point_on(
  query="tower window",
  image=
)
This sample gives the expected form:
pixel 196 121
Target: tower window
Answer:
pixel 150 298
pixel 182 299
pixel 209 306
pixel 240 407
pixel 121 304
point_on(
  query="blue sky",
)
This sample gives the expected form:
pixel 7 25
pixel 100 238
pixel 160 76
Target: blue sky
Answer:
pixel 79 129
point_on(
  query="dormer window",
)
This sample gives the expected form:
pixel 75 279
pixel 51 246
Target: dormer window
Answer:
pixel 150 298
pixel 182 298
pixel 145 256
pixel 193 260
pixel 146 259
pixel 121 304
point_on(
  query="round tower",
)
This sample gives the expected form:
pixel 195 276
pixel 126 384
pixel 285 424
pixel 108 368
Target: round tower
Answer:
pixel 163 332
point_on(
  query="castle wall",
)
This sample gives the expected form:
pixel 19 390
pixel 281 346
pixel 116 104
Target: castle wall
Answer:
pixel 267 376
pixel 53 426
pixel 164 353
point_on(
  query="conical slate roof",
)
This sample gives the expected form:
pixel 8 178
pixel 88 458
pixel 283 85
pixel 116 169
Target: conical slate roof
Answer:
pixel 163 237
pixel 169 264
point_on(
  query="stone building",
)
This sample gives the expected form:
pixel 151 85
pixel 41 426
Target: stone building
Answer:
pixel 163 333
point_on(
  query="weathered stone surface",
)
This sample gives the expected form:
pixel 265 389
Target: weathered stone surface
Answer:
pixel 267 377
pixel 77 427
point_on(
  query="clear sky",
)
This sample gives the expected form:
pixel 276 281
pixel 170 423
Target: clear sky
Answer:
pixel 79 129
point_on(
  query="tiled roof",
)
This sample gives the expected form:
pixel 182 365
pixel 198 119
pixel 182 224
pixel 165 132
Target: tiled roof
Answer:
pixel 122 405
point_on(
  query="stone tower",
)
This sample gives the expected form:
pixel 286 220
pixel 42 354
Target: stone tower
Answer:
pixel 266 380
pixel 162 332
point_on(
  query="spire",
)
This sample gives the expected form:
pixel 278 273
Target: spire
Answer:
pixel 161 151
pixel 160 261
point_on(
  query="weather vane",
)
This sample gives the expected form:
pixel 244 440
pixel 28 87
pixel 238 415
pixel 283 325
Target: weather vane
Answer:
════════════════
### The problem
Could you output every item above as a single numbered list, leaving out blank lines?

### Answer to this task
1. point_on(
2.   query="tower window",
3.   image=
4. )
5. This sample gives the expected form:
6. pixel 196 121
7. Target: tower window
8. Answer:
9. pixel 150 298
10. pixel 182 299
11. pixel 209 306
12. pixel 240 407
13. pixel 121 304
14. point_on(
15.   query="blue sky",
16. )
17. This sample gives the expected form:
18. pixel 7 25
19. pixel 100 238
20. pixel 160 76
21. Target: blue sky
22. Answer:
23. pixel 79 129
24. point_on(
25.   query="dormer window",
26. )
27. This sample gives the expected form:
28. pixel 75 279
29. pixel 51 246
30. Target: dormer window
31. Answer:
32. pixel 150 298
33. pixel 182 298
34. pixel 145 256
35. pixel 193 260
36. pixel 146 259
37. pixel 121 304
38. point_on(
39.   query="round tower",
40. )
41. This sample gives the expected form:
42. pixel 195 276
43. pixel 126 384
44. pixel 285 424
45. pixel 108 368
46. Target: round tower
47. Answer:
48. pixel 163 332
49. point_on(
50.   query="castle wall",
51. )
52. This sample gives the expected form:
53. pixel 19 390
54. pixel 281 346
55. pixel 116 104
56. Target: castle wall
57. Answer:
58. pixel 267 376
59. pixel 53 426
60. pixel 164 353
61. point_on(
62.   query="conical slate roof",
63. )
64. This sample gives the expected form:
65. pixel 8 178
66. pixel 88 458
67. pixel 283 85
68. pixel 116 169
69. Target: conical slate roof
70. Answer:
71. pixel 163 237
72. pixel 169 264
73. point_on(
74.   query="stone building",
75. )
76. This sample gives the expected form:
77. pixel 151 85
78. pixel 41 426
79. Target: stone building
80. Answer:
81. pixel 163 333
82. point_on(
83.   query="weathered stone surface",
84. )
85. This sample gives the expected form:
86. pixel 265 389
87. Target: weathered stone surface
88. Answer:
89. pixel 267 377
90. pixel 77 427
91. point_on(
92.   query="clear sky",
93. )
94. This sample gives the expected form:
95. pixel 276 281
96. pixel 170 423
97. Target: clear sky
98. Answer:
99. pixel 79 129
100. point_on(
101.   query="tiled roof",
102. )
103. This sample gives the expected form:
104. pixel 182 365
105. pixel 198 119
106. pixel 182 224
107. pixel 165 132
108. Target: tiled roof
109. Answer:
110. pixel 122 405
111. point_on(
112.   query="stone tower",
113. )
114. This sample gives the expected form:
115. pixel 286 220
116. pixel 42 354
117. Target: stone tower
118. Answer:
119. pixel 266 380
120. pixel 162 332
121. point_on(
122.   query="spire",
123. )
124. This sample gives the expected form:
125. pixel 278 273
126. Target: spire
127. Answer:
128. pixel 161 151
129. pixel 160 261
130. point_on(
131.   query="weather vane",
132. )
133. This sample gives the expected form:
134. pixel 244 440
135. pixel 28 87
136. pixel 238 415
137. pixel 283 325
138. Target: weather vane
139. Answer:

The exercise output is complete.